Kutipan Pilihan:

Dikagumi Karena Keberanian Dan Nasionalismenya Yang Tinggi !!!~ editorial/Tim.WARNANTT
WARNA-NTT, KUPANG -- Izaak Huru Doko lahir di Seba, Pulau Sabu, Nusa Tenggara Timur pada 20 November 1913. Hidup di kota terpencil yang belum tersentuh sarana pendidikan yang layak membuat dia harus meninggalkan kampung halaman ke pulau Timor untuk menuntut ilmu.
Ia kemudian mendapat beasiswa masuk MULO di Ambon. Cak, begitu ia biasa dipanggil, juga dengan bekal beasiswa memilih menuntut ilmu di kota Bandung, Jawa Barat di Hollandsche Inlandsche Kweekschool (HIK) atau Sekolah Guru. Selain belajar, dia juga aktif berorganisasi. Bersama Herman Johannes, seorang mahasiswa Technische Hogeschool (sekarang ITB), ia memimpin perkumpulan Pemuda Timor (Timorsche Jongeren) yang memiliki cabang-cabang yang tersebar di kota-kota besar di seluruh Indonesia.
Di masa silam, Izaak pernah menerima tantangan berkelahi dari seorang tentara Jepang yang mabuk dalam sebuah pesta peresmian sawah di Okamura (Noil Kaoek) di Amarasi.
Prof Maria Agustina Noach PhD MEd menyebut, sosok Cak Doko sebagai seorang tokoh yang mengagumkan. Kenangan indah pada tahun 1950, guru besar Universitas Negeri Nusa Cendana (Undana) Kupang itu masih seorang bocah kecil, pelajar Sekolah Rakyat (SR) Airnona, berdiri dalam barisan menyambut kedatangan Cak Doko, seorang pembesar, Menteri Muda Penerangan.
"Cak Doko pantas dan memenuhi syarat untuk ditetapkan sebagai pahlawan bersama sederatan nama tokoh lainnya dari NTT. Cak Doko pantas dihargai dan diabadikan namanya sebagai pahlawan," tegas Prof Maria Noach dalam sarasehan bertajuk "Perjuangan Almarhum Izaak Huru Doko sebagai Pahlawan Nasional Republik Indonesia" yang diselenggarakan Universitas Kristen Artha Wacana Kupang, baru-baru ini.
Sementara itu, putra kedua Cak Doko, Paul JA Doko SH seusai mewakili penerimaan Penganugerahan Pahlawan Nasional, kepada Pembaruan di Jakarta, Kamis (9/10), mengatakan pengangkatan sang ayah sebagai pahlawan adalah satu kebanggaan bagi rakyat Nusa Tenggara Timur. "Bahwa salah satu warga negara Indonesia asal NTT dan kawasan Timur Indonesia diakui perjuangannya melawan penjajah dan mempertahankan keutuhan negara kesatuan Republik Indonesia," ujar Paul.

Bahan yang Disediakan:
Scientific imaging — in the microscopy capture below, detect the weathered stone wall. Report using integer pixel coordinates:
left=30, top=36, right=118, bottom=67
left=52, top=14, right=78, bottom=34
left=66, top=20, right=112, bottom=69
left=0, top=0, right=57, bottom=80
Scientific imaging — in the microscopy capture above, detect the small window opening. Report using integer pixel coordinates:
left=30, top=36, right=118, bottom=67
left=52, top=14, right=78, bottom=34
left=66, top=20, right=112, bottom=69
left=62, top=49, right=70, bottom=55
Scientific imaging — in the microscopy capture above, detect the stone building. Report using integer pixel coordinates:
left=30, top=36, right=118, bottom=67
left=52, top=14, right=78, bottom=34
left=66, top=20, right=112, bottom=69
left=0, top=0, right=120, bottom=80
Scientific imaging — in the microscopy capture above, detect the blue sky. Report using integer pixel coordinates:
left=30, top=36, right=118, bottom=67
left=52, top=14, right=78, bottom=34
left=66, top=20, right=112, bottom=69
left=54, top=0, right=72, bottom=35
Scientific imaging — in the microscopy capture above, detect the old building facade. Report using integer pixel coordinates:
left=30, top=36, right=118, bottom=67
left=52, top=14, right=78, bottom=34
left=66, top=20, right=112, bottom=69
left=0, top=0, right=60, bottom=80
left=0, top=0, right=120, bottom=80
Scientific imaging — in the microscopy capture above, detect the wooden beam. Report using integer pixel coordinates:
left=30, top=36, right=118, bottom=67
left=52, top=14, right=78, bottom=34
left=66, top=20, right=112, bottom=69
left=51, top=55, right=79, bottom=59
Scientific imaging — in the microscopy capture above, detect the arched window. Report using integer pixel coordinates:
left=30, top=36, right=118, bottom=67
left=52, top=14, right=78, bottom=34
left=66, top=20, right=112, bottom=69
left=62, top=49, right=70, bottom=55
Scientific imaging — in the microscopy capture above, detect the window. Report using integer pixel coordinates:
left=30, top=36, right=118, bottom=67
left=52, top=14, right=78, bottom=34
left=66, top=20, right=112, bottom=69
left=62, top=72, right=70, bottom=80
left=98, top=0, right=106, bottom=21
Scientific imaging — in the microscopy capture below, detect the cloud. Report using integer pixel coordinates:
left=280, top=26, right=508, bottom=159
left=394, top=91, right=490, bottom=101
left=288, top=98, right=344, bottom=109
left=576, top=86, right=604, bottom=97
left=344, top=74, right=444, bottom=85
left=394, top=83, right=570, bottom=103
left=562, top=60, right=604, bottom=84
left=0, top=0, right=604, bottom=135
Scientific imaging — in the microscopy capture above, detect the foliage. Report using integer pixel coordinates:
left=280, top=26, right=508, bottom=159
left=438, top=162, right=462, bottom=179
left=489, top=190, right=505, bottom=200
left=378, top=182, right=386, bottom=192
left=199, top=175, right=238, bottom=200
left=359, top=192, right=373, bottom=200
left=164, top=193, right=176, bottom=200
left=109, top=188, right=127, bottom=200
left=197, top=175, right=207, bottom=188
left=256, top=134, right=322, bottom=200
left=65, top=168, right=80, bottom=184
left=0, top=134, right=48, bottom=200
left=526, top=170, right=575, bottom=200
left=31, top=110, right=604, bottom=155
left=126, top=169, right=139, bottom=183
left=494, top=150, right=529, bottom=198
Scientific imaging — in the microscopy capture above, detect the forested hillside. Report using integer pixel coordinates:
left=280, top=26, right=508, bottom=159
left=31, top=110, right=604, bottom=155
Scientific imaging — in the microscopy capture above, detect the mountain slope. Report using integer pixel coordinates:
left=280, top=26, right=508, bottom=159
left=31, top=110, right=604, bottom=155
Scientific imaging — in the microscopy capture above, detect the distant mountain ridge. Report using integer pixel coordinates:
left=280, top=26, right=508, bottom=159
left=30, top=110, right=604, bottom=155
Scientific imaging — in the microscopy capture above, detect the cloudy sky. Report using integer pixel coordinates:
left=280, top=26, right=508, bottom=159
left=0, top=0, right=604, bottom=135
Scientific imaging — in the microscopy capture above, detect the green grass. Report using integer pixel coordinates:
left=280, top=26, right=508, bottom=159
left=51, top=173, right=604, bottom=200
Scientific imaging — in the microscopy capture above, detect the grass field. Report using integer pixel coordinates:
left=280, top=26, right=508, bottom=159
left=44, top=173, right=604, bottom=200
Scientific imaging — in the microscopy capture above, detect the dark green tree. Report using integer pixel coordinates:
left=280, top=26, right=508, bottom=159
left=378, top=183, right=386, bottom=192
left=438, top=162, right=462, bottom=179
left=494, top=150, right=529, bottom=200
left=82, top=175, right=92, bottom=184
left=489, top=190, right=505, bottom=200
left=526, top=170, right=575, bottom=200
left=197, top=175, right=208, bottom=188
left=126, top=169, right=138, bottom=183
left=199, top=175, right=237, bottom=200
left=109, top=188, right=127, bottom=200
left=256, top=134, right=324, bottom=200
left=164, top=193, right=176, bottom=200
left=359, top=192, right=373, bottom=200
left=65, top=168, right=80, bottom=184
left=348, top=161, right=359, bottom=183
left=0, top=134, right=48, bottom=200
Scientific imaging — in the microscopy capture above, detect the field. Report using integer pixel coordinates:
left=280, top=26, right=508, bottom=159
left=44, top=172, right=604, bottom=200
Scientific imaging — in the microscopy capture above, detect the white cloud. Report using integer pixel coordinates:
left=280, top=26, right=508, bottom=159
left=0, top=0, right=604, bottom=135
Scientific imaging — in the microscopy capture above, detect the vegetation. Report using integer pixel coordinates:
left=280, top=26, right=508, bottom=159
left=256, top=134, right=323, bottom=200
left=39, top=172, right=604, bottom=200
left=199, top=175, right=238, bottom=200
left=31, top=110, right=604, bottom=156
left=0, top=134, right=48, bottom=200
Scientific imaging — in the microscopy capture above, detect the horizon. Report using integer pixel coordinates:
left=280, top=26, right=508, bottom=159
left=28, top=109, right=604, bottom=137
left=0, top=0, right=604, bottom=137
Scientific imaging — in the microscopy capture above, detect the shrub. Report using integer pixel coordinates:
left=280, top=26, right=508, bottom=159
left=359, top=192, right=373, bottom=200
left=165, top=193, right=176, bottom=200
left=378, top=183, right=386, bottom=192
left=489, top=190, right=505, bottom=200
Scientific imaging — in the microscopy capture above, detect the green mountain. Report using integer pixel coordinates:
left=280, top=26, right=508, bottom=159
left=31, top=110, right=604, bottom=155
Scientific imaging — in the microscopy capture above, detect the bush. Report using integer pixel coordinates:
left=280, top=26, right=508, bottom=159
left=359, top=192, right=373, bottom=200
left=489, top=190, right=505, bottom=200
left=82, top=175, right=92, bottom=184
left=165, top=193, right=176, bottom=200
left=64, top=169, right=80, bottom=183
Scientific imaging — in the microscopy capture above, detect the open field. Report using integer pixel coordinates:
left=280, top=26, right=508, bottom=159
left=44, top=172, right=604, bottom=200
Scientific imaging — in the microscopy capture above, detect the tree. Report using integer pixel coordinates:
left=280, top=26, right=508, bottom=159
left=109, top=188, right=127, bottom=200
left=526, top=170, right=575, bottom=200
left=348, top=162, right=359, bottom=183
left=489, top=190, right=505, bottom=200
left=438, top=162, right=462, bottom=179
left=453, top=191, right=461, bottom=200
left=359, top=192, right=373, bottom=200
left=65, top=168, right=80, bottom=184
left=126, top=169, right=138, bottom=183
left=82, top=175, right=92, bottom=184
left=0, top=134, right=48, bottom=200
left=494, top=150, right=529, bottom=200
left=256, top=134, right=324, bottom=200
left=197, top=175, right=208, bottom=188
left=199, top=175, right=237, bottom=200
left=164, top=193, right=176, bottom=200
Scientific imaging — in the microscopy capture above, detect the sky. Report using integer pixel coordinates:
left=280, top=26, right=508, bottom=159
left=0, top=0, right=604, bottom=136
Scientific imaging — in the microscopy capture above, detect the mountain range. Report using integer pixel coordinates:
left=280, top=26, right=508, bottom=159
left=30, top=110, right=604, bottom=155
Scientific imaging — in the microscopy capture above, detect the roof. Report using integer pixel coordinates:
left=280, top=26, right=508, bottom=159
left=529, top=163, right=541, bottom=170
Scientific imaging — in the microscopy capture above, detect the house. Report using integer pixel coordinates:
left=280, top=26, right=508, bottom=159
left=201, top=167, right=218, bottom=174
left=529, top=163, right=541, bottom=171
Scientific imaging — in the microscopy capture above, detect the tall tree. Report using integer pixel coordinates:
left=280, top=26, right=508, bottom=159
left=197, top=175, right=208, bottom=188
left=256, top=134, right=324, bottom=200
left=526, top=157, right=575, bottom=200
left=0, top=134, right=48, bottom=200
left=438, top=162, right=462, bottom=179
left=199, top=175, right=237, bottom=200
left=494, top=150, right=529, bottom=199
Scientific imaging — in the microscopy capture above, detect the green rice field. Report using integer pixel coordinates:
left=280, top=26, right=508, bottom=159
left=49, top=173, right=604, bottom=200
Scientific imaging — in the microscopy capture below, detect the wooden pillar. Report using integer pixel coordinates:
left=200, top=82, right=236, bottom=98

Petunjuk Tertulis: Salin bagian kutipan tentang Izaak Huru Doko dari "Prof Maria Agustina" sampai "Kupang, baru-baru ini." tanpa mengubah satu kata pun.

Hasil Latihan:
Prof Maria Agustina Noach PhD MEd menyebut, sosok Cak Doko sebagai seorang tokoh yang mengagumkan. Kenangan indah pada tahun 1950, guru besar Universitas Negeri Nusa Cendana (Undana) Kupang itu masih seorang bocah kecil, pelajar Sekolah Rakyat (SR) Airnona, berdiri dalam barisan menyambut kedatangan Cak Doko, seorang pembesar, Menteri Muda Penerangan.
"Cak Doko pantas dan memenuhi syarat untuk ditetapkan sebagai pahlawan bersama sederatan nama tokoh lainnya dari NTT. Cak Doko pantas dihargai dan diabadikan namanya sebagai pahlawan," tegas Prof Maria Noach dalam sarasehan bertajuk "Perjuangan Almarhum Izaak Huru Doko sebagai Pahlawan Nasional Republik Indonesia" yang diselenggarakan Universitas Kristen Artha Wacana Kupang, baru-baru ini.